* **CONSIGNE**
Recopiez sans rien changer le passage du témoignage qui va de « J’ai immédiatement recherché » jusqu'à « droit de manifester. ».

* **EXTRAIT DE PAGE**
%%

« Présente à une manifestation autorisée contre les violences à l’égard des femmes j’étais en compagnie de plusieurs connaissances de nationalité italienne et belge témoins de ce qui m’est arrivé. En fin de manifestation je quitte les lieux afin de me rendre dans un établissement pour boire un café. C’est alors que je suis arrêtée par la police. Vêtue de noir je portais également une pochette bordeaux et un sac fourre-tout de l’événement Mirabal.
Je portais sous le bras droit une pancarte en carton sur laquelle était écrit “Love does not kill”). Les forces de l’ordre m’ont interpelée, arguant que j’étais en train de manifester et que je n’avais pas le droit de le faire. Ils ont indiqué que je portais une revendication politique que je n’avais pas le droit d’afficher ; alors que je ne faisais que porter le carton sous le bras. Je leur ai signalé qu’il était normal que je porte encore des effets personnels puisque je quittais la manifestation mais que je ne manifestais plus. J’ai demandé la base légale pour me stopper dans la rue pour une telle raison, ils ont précisé que c’était en raison d’une manifestation non autorisée.
J’ai immédiatement recherché sur le site officiel de la Police Belge la définition et le documents concernant la thématique des manifestations . En lisant la définition de manifestation “On entend par manifestation toute activité rassemblant un plus grand nombre de personnes (participants ou spectateurs). Il peut s’agir de soirée, de brocante, carnaval, rallye touristique…” j’ai donc fait remarquer que ce n’était pas le cas comme raison de mon arrestation. J’ai ensuite voulu savoir pour quelle raison je n’avais pas le droit de garder le carton sous le bras. La seule réponse fut à nouveau que je n’avais pas le droit de manifester.

%%

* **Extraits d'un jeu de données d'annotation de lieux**
%%

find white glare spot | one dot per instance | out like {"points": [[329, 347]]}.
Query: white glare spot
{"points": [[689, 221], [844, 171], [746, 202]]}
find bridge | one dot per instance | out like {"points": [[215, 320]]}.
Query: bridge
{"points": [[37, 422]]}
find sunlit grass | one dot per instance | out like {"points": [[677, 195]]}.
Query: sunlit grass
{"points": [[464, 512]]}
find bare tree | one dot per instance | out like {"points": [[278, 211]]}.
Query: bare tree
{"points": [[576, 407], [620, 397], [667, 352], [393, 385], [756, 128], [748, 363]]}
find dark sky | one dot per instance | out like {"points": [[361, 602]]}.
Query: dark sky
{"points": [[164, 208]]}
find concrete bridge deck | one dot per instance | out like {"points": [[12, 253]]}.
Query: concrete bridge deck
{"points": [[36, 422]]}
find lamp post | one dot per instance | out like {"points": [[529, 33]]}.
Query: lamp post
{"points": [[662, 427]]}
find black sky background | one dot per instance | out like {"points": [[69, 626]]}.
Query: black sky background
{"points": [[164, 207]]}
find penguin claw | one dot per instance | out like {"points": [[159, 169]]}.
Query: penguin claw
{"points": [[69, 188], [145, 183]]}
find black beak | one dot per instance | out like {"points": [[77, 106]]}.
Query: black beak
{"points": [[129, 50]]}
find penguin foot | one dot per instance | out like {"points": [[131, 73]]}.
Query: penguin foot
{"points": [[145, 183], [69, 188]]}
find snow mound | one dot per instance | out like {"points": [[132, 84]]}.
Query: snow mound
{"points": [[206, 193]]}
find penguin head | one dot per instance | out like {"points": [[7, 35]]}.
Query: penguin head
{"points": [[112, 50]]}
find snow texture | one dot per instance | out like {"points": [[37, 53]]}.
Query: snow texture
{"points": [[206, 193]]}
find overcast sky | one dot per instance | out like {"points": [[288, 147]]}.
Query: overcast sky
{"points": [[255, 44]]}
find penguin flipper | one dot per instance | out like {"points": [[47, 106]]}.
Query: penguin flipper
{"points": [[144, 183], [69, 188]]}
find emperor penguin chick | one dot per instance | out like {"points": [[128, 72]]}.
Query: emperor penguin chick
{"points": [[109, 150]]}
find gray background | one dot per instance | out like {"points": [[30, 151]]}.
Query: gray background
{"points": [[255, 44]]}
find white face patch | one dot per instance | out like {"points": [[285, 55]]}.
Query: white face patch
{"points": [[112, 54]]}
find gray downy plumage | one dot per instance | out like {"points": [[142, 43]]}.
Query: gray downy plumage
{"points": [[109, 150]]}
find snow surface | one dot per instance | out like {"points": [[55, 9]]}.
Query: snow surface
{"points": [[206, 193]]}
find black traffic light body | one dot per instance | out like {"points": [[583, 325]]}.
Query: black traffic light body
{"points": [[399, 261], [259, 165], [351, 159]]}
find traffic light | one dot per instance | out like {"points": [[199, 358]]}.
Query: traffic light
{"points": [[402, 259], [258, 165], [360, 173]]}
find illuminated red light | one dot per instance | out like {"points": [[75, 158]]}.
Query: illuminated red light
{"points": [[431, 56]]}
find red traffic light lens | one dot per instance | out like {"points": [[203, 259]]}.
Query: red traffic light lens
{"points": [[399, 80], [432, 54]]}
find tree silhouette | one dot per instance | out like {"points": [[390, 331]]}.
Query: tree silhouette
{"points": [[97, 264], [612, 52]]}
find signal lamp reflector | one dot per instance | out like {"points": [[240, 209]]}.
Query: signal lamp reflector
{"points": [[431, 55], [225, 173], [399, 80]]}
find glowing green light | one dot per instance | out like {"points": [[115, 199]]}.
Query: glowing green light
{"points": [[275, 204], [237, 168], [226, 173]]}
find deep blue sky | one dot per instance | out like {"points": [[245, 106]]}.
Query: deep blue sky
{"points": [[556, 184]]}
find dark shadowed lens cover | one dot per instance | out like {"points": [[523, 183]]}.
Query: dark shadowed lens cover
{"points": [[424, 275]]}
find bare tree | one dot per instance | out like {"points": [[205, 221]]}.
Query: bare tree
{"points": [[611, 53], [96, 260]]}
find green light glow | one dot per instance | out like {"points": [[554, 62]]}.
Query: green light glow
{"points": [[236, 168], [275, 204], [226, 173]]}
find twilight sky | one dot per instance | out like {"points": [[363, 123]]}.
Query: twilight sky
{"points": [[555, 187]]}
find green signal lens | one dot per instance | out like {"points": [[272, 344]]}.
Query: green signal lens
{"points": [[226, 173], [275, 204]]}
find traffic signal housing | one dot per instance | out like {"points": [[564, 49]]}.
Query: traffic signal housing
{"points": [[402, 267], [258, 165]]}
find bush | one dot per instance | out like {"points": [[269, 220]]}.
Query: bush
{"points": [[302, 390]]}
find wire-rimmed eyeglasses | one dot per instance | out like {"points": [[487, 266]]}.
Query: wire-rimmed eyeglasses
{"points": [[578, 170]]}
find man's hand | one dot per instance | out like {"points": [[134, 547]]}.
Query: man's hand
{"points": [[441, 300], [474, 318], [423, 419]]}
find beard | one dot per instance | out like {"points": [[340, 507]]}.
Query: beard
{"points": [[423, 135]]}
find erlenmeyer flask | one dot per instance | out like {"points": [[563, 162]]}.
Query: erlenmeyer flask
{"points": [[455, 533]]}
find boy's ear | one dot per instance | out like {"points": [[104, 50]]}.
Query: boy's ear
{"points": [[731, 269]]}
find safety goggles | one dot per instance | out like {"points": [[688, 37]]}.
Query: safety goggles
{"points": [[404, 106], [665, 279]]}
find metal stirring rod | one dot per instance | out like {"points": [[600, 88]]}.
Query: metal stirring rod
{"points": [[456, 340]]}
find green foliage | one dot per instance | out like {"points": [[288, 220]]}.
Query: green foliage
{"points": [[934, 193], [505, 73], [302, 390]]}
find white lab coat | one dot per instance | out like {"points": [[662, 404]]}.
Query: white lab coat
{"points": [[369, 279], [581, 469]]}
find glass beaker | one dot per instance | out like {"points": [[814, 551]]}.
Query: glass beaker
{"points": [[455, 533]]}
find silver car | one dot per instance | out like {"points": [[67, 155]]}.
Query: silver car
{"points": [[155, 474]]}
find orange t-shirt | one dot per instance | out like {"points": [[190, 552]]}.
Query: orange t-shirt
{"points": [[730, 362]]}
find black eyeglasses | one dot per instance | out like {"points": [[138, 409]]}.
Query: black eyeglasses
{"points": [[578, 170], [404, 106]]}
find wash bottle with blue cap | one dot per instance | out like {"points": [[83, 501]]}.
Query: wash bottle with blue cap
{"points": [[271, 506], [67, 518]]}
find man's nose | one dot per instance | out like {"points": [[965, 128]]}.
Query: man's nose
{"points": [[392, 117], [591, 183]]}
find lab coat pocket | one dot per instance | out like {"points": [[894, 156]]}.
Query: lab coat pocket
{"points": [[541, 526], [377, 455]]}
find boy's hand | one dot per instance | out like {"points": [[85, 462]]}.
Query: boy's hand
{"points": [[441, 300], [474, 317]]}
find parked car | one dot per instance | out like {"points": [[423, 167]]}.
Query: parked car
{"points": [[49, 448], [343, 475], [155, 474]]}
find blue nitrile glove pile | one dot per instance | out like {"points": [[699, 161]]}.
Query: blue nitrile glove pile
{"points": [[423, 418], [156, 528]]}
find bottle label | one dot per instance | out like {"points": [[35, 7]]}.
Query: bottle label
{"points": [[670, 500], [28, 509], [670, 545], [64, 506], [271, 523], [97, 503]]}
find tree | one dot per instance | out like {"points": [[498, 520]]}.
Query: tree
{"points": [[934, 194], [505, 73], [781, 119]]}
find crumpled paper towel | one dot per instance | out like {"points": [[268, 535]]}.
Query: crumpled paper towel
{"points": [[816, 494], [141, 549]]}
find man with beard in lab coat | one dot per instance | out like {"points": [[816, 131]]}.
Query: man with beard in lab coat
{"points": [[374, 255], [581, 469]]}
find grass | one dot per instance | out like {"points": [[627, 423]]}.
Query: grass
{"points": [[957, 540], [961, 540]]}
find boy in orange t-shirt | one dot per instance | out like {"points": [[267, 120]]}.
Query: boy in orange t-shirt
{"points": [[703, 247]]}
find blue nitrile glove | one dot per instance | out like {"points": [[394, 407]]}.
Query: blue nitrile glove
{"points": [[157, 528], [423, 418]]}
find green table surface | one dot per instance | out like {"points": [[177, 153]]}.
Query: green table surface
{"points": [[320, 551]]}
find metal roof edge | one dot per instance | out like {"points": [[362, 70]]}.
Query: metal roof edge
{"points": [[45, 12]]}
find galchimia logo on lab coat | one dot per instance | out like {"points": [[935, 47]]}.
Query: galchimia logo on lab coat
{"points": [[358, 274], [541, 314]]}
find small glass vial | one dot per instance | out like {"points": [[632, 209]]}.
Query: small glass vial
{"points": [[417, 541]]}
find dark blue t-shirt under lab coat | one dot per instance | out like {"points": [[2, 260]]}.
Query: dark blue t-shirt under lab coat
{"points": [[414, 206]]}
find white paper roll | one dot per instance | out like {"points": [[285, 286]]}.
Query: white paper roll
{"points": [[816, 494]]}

%%

* **RÉPONSE ATTENDUE**
J’ai immédiatement recherché sur le site officiel de la Police Belge la définition et le documents concernant la thématique des manifestations . En lisant la définition de manifestation “On entend par manifestation toute activité rassemblant un plus grand nombre de personnes (participants ou spectateurs). Il peut s’agir de soirée, de brocante, carnaval, rallye touristique…” j’ai donc fait remarquer que ce n’était pas le cas comme raison de mon arrestation. J’ai ensuite voulu savoir pour quelle raison je n’avais pas le droit de garder le carton sous le bras. La seule réponse fut à nouveau que je n’avais pas le droit de manifester.